**Input records**
# # # # #

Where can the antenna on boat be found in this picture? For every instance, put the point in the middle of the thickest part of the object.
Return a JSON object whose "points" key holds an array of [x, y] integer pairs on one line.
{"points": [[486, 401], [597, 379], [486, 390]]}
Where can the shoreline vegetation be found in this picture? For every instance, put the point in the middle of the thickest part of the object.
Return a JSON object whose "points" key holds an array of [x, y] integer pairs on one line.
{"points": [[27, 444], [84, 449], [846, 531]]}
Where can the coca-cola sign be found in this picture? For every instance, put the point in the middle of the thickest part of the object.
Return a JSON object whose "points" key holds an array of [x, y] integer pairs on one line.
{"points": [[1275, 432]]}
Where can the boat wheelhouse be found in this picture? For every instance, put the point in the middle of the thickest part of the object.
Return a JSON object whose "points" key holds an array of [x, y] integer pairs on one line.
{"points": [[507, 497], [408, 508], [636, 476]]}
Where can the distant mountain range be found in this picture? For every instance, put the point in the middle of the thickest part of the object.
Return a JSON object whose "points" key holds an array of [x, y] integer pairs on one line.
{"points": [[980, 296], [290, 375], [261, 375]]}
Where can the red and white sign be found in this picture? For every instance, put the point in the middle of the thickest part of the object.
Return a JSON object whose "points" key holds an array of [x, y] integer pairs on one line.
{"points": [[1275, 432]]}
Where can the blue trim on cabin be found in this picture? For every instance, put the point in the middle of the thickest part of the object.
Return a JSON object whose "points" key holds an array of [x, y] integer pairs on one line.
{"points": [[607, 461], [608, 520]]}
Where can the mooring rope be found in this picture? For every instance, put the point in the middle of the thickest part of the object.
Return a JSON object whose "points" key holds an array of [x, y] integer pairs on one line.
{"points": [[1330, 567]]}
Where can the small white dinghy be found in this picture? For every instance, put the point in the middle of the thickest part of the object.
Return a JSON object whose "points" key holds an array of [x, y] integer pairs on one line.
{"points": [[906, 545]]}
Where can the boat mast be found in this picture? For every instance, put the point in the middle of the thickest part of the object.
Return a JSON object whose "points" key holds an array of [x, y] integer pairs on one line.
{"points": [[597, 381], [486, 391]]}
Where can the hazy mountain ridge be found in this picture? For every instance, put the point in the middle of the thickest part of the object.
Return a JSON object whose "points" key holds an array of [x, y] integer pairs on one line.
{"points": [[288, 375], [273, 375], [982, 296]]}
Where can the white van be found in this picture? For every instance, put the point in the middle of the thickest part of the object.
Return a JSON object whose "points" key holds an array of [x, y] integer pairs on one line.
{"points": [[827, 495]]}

# # # # #

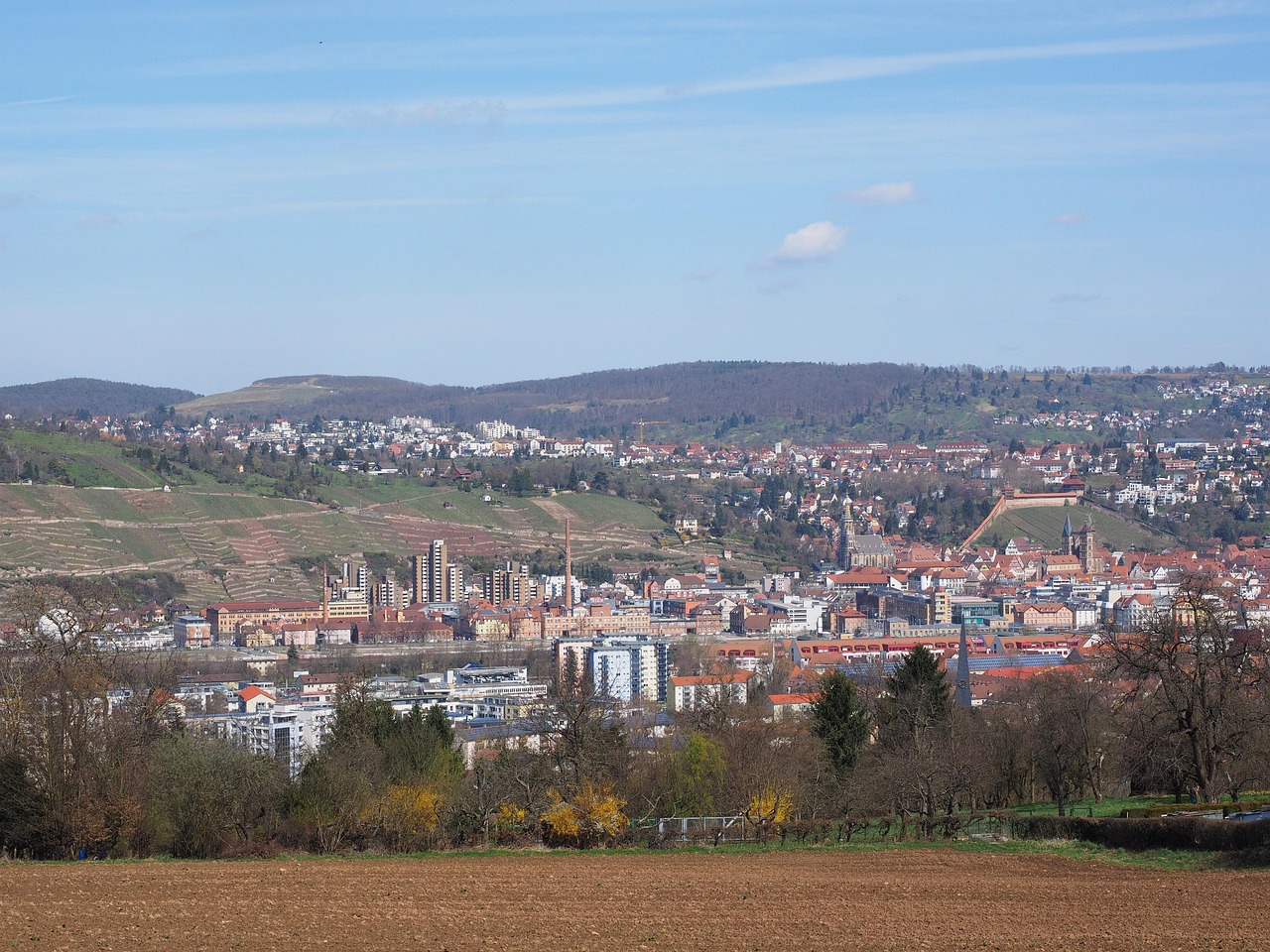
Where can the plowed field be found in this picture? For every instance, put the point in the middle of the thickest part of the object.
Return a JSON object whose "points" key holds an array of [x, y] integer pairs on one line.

# # # # #

**The exercise**
Pick out every line in the listing above that contains the string "sign", treating uppercase and lowercase as different.

**The answer**
Where can the coca-cola sign be found in this picture? For every instance, put the point in the middle of the thickest part of the object.
Where can the red and white sign be found in this picture? For every instance, put the point in the middle of the thickest part of the object.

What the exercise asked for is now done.